═══ Data provided ═══
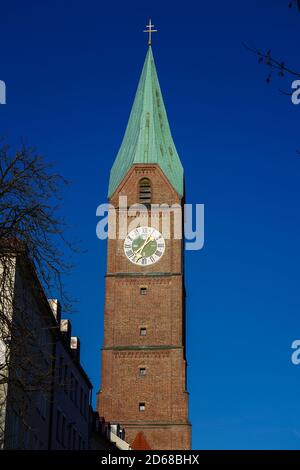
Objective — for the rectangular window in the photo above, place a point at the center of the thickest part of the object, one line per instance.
(66, 379)
(58, 424)
(72, 387)
(60, 367)
(85, 406)
(74, 439)
(69, 436)
(63, 431)
(81, 401)
(76, 392)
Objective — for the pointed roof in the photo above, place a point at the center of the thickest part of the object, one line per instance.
(140, 442)
(148, 136)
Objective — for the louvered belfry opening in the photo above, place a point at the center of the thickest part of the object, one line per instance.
(145, 191)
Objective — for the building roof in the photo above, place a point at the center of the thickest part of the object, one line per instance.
(140, 442)
(148, 136)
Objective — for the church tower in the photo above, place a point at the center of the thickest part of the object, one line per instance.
(143, 383)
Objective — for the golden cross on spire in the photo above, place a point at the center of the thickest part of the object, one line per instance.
(150, 30)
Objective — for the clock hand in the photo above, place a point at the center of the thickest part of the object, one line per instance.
(144, 244)
(138, 252)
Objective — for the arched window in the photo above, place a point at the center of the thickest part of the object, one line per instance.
(145, 191)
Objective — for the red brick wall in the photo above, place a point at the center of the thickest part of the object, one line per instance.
(165, 419)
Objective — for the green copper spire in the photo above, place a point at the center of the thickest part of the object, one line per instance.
(148, 137)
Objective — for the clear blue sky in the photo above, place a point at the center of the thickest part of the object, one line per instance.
(71, 70)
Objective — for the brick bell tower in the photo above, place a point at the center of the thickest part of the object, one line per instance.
(143, 355)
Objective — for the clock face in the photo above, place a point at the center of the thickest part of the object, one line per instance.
(144, 246)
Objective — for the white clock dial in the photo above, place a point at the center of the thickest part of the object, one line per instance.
(144, 246)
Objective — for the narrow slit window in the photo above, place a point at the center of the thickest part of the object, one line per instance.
(142, 406)
(145, 191)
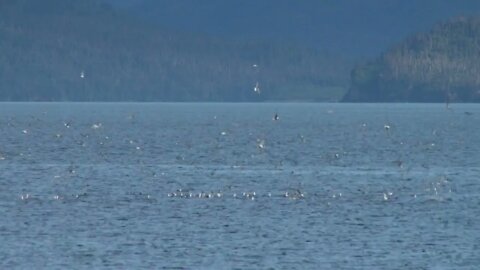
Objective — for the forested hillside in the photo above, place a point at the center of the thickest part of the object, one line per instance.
(442, 65)
(67, 50)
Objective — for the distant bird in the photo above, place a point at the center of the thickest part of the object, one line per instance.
(276, 117)
(256, 89)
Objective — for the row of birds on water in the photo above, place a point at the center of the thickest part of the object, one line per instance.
(435, 192)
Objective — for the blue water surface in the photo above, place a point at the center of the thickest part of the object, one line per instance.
(224, 186)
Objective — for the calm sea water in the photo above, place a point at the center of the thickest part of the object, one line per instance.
(223, 186)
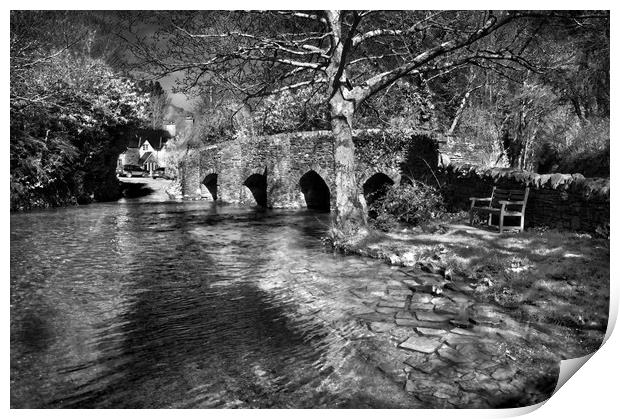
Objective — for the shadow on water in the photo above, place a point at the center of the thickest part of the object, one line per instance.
(197, 330)
(184, 305)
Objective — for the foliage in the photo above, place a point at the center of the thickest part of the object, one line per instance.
(69, 113)
(288, 111)
(584, 149)
(410, 202)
═══
Rescale the stretch from the line containing "Objective — for the calm" through the end of the records, writing those lines out again with their requests and multiplying every point coordinate by 1.95, rounded to a whole number with halves going up. Give only those lines, and leave the pictures out.

### Output below
Objective — for the calm sea water in the photo above, place a point at the center of the thickest part of the object, one line per instance.
(435, 363)
Objective — for the shadow on water in the photo above, place a point at the center of the thickest part of the object, one line per instance.
(384, 644)
(359, 595)
Objective — for the foliage in the photo above, place a point at the center of the thickest part of the object, one line per instance.
(135, 220)
(562, 216)
(1139, 291)
(800, 394)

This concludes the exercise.